* **Estratto del testo**:
Guerre e schiave del sesso

“TRASFORMARE LA TRAGEDIA IN LOTTA”
Posted on August 22, 2014 [http://www.nicolettapoidimani.it/?p=752#more-752]
Riporto alcune importanti riflessioni di Nazanín Armanian – giornalista iraniana, rifugiata a
Barcellona – sugli stupri di guerra.
Ne approfitto per segnalare, dal punto di vista postvittimista, come alcune donne yazidi stiano
“trasformando la tragedia in lotta”, unendosi alle guerrigliere kurde, talvolta sollecitate anche dalle
madri. Ne potete leggere le testimonianze qui e qui.
MARINES, JAHADISTI E STUPRI DI GUERRA
di Nazanín Armanian
Il dispiego militare Usa in Medio Oriente ha aumentato la richiesta di schiave sessuali e il commercio
di donne nella regione. Mentre l’Isis inaugura la guerra santa del sesso. Le donne irachene, siano esse
musulmane, cristiane, ebree o atee, non avevamo mai sentito il termine Yihad Al-Nikah, “Guerra Santa
del sesso”. È l’ “appello” dello Stato islamico dell’Iraq e de Levante (Isis) alle donne non sposate delle
città conquiste ad offrirsi “volontariamente” ai ribelli per trasformarsi in schiave sessuali attraverso
matrimoni a tempo determinato in cambio di generi di prima necessità. Un eufemismo per non dire
prostituzione, proibita dall’Islam.

* **Consegne**:
**a.** Nel testo sugli stupri di guerra, riscrivi il passo da "MARINES, JAHADISTI E" a "prostituzione, proibita dall’Islam.", sostituendo "schiave sessuali" con "schiave del sesso".
**b.** Riprendi il testo sugli stupri di guerra dal punto in cui si interrompe e portalo avanti.

* **Righe archiviate**:
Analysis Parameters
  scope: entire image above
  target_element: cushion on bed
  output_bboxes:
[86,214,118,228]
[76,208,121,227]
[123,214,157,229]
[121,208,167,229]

* **Risultati delle consegne**:
**a.**
MARINES, JAHADISTI E STUPRI DI GUERRA
di Nazanín Armanian
Il dispiego militare Usa in Medio Oriente ha aumentato la richiesta di schiave del sesso e il commercio
di donne nella regione. Mentre l’Isis inaugura la guerra santa del sesso. Le donne irachene, siano esse
musulmane, cristiane, ebree o atee, non avevamo mai sentito il termine Yihad Al-Nikah, “Guerra Santa
del sesso”. È l’ “appello” dello Stato islamico dell’Iraq e de Levante (Isis) alle donne non sposate delle
città conquiste ad offrirsi “volontariamente” ai ribelli per trasformarsi in schiave del sesso attraverso
matrimoni a tempo determinato in cambio di generi di prima necessità. Un eufemismo per non dire
prostituzione, proibita dall’Islam.

**b.**
Adducendo che stanno rischiando la vita per far avanzare lo Stato islamico, i soldati dell’Isis
pretendono dagli uomini musulmani che hanno più di una moglie di consegnargliene qualcuna, come
forma di ricompensa, altrimenti saranno duramente puniti. È l’Onu a denunciarlo dopo il suicido di
quattro giovani donne aggredite sessualmente con questi falsi e forzosi matrimoni.
La vita del popolo iracheno, soprattutto delle donne, si sta deteriorando giorno dopo giorno: tre decenni
di guerre, passando per una dittatura semilaica (sto ancora cercando sette validi motivi per cui gli Usa
hanno abbattuto Saddam Hussein) a una teocrazia settaria e totalitaria installata dagli Usa che ha messo
su una apartheid di genere contro le donne, collocandole allo stesso livello dei minori e dei minorati
psichici, come persone bisognose a vita di un tutor maschile. E se non bastasse è stata anche legalizzata
la pedofilia, abbassando l’età minima per il matrimonio da 18 a 9 anni. Bambine spose per forza.
E non è l’unico incubo che devono affrontare, c’è pure l’invasione di bande armate spietate composte
da migliaia di mercenari afghani, iracheni, ceceni, siriani, libici e europei che diffondono il terrore, e le
donne sono le prime vittime. Una donna a Mosul è stata flagellata solo perché invece che il velo Niqab
(che lascia scoperti solo gli occhi) portava un semplice scialle. Le minacce di punizioni medievali alle
disobbedienti, lapidazione e crocifissione comprese, hanno creato un clima di terrore in una
popolazione femminile dove sanguinano ancora le ferite, se non fisiche psicologiche, per le violenze
dei militari Usa.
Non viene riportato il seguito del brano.